### WHAT YOU SHOULD DO
Print the lines below exactly as written, with none missing.

### RECORDS PROVIDED
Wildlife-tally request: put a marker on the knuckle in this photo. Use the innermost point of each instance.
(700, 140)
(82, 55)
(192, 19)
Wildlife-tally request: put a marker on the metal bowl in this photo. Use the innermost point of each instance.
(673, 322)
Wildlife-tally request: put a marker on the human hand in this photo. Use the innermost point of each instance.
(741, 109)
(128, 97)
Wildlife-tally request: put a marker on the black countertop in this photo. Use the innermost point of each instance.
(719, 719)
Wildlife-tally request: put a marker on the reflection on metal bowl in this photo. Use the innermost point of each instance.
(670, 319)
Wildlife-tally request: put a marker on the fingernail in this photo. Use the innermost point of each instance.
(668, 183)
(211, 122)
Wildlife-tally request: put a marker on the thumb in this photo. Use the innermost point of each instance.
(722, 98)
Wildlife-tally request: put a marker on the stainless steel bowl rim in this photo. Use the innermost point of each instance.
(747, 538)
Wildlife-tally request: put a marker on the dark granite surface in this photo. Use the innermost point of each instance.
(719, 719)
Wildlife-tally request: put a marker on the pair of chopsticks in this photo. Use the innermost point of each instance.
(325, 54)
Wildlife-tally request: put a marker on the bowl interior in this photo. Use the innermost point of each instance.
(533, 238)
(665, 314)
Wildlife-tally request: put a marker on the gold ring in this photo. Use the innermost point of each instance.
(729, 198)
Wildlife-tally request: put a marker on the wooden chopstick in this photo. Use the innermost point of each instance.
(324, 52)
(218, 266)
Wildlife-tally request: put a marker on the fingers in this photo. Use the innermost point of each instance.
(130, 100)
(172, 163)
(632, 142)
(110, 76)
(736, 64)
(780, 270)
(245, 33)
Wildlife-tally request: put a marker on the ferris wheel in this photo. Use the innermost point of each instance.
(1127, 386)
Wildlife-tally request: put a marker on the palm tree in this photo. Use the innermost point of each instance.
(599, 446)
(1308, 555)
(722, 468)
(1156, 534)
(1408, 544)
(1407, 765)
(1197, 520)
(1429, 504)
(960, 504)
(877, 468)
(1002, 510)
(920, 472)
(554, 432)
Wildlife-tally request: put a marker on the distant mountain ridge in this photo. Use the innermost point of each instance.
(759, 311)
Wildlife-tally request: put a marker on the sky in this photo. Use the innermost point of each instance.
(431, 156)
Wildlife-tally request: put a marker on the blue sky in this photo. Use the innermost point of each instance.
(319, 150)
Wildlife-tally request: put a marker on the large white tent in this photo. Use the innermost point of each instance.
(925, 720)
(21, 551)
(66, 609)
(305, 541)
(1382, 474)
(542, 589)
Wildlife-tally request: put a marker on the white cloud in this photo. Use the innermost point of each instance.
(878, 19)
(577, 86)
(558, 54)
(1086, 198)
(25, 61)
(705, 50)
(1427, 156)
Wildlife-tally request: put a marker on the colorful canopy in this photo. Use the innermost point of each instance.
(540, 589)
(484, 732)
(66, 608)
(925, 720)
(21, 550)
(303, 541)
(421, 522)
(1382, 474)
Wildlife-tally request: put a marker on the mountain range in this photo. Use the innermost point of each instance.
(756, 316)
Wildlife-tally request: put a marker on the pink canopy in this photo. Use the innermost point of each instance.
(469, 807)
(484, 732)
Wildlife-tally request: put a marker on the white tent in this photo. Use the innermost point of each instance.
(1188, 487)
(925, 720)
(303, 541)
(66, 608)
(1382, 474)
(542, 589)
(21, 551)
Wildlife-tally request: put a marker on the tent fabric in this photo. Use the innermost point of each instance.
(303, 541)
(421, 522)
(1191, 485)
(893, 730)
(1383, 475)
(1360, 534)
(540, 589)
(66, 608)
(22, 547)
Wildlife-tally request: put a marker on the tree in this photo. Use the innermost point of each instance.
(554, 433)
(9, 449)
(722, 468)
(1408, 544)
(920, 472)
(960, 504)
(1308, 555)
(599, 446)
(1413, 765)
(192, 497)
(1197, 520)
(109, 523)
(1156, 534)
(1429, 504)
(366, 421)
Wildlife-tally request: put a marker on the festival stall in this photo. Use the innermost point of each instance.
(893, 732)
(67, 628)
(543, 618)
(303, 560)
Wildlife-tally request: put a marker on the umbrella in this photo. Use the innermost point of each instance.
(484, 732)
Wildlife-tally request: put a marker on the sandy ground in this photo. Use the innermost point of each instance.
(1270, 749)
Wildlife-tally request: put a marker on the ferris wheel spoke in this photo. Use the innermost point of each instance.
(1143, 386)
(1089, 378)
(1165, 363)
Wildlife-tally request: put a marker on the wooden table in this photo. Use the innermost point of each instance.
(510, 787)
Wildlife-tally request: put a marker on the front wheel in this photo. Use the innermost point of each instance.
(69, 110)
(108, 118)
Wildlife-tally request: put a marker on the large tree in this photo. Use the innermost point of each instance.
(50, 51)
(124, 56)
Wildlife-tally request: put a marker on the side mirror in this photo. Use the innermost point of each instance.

### OUTPUT
Wildlife-tally request: put a marker on the knuckle in this photo. Use the innermost point of each instance.
(700, 140)
(82, 55)
(192, 19)
Wildlife-tally request: put a marker on the metal bowl in this photo. Use the innermost point of each instance.
(673, 322)
Wildlife-tally request: put a marker on the human hand in this photo. Use the innermost point of each instance.
(741, 109)
(128, 97)
Wildlife-tally request: put a marker on the black countertop in this photo. Use the innermost point of each instance.
(719, 719)
Wildlife-tally request: put a marker on the reflection on metal bowl in this photo. Use the innermost point of each instance.
(670, 319)
Wildlife-tally request: put a marker on the fingernail in this photo. Use the innermost point of each instance.
(668, 183)
(211, 122)
Wildlife-tally request: put a marker on the thumb in this photo. Use the innermost point of each instance.
(722, 98)
Wildlife-tally request: put a marker on the stainless steel bowl rim in this photo. Use the innermost point of each instance.
(747, 538)
Wildlife-tally request: put a marker on the dark granite surface in this photo. Use the innermost point of each instance.
(719, 719)
Wildlife-tally request: put a marker on the pair of chopsticks in this photo. Use the innermost point of each instance.
(325, 54)
Wildlife-tally request: put a marker on the bowl interior in this photo. Use the innermost point of each instance.
(533, 238)
(665, 314)
Wildlife-tally request: put a marker on the gold ring in this photo. Use the innermost point of each instance.
(729, 198)
Wildlife-tally request: put a marker on the wooden chopstick in this photo. Use the innermost point of each instance.
(324, 52)
(218, 266)
Wildlife-tally request: put a marker on the fingers in this photo. Use the innermost point of each instance.
(130, 100)
(172, 163)
(632, 142)
(110, 76)
(736, 64)
(780, 270)
(245, 33)
Wildlife-tally request: put a marker on the ferris wheel in this photo. Use the innermost point of each instance.
(1127, 386)
Wildlife-tally request: put a marker on the palm tree in this photo. Use the innermost point of each instance.
(599, 446)
(1308, 555)
(722, 468)
(1156, 534)
(1408, 544)
(1407, 765)
(1197, 520)
(1429, 504)
(960, 504)
(877, 468)
(1002, 510)
(920, 472)
(554, 432)
Wildlife-tally request: put a marker on the distant mountain ridge in this photo. Use the innermost point of each instance.
(759, 311)
Wildlife-tally request: put a marker on the sky in this photo. Use the innermost point of each instance.
(431, 156)
Wildlife-tally request: put a marker on the blue sky in this photo. Use the innermost point of each instance.
(319, 150)
Wildlife-tally request: put a marker on the large white tent in this photo. Use the innermost point of each instance.
(925, 720)
(21, 551)
(66, 609)
(305, 541)
(1382, 474)
(542, 589)
Wildlife-tally request: put a marker on the white cloud in this photo. Use the innermost point of each instance.
(878, 19)
(577, 86)
(558, 54)
(1086, 198)
(25, 61)
(705, 50)
(1427, 156)
Wildlife-tally request: put a marker on the colorful canopy in this photo. Use the innermost point of each instance.
(540, 589)
(484, 732)
(66, 608)
(925, 720)
(21, 550)
(303, 541)
(421, 522)
(1382, 474)
Wildlife-tally request: put a marker on the mountain range in this photo. Use the innermost point of each instance.
(756, 316)
Wildlife-tally request: put a marker on the pink canopy in this photo. Use the innermost point of each instance.
(469, 807)
(484, 732)
Wildlife-tally request: put a marker on the white tent in this photo. Use the innermost point of each instance.
(1188, 487)
(925, 720)
(303, 541)
(66, 608)
(1382, 474)
(542, 589)
(21, 551)
Wildlife-tally request: put a marker on the tent fabric in this photo. Use the innermost point of each instance.
(303, 541)
(421, 522)
(1191, 485)
(893, 730)
(1383, 475)
(1360, 534)
(540, 589)
(66, 608)
(22, 547)
Wildlife-tally request: put a marker on the tree in this photo. Use the innermost point of each instance.
(554, 433)
(9, 449)
(722, 468)
(1408, 544)
(920, 472)
(960, 504)
(1308, 555)
(599, 446)
(1413, 765)
(192, 497)
(1197, 520)
(109, 523)
(1156, 534)
(1429, 504)
(366, 421)
Wildlife-tally request: put a marker on the festival stall in this photo. Use the innermost point of each instance.
(893, 732)
(67, 628)
(543, 618)
(303, 560)
Wildlife-tally request: put a marker on the umbrella in this photo. Use the innermost point of each instance.
(484, 732)
Wildlife-tally request: put a marker on the sandy ground in this photo. Use the innermost point of each instance.
(1270, 749)
Wildlife-tally request: put a marker on the ferris wheel spoke in this photo. Use the innermost point of each instance.
(1143, 386)
(1089, 378)
(1165, 363)
Wildlife-tally request: put a marker on the wooden table in this photo. Use the innermost point of each instance.
(510, 787)
Wildlife-tally request: put a marker on the front wheel in this photo. Use the innermost point of each instance.
(69, 110)
(108, 118)
Wildlife-tally request: put a marker on the large tree in this photo. Use the innermost point of each instance.
(50, 51)
(124, 56)
Wildlife-tally request: put a marker on the side mirror in this photo. Use the innermost point of each instance.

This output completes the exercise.